→ Task instructions
Could you reproduce every entry below line for line, changing nothing?

→ Recorded data
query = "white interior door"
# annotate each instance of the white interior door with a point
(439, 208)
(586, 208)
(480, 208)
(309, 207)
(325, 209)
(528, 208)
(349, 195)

→ In response
query = "white interior door"
# annotate each instance of the white interior door with a point
(439, 208)
(586, 208)
(480, 208)
(309, 207)
(325, 209)
(528, 208)
(349, 195)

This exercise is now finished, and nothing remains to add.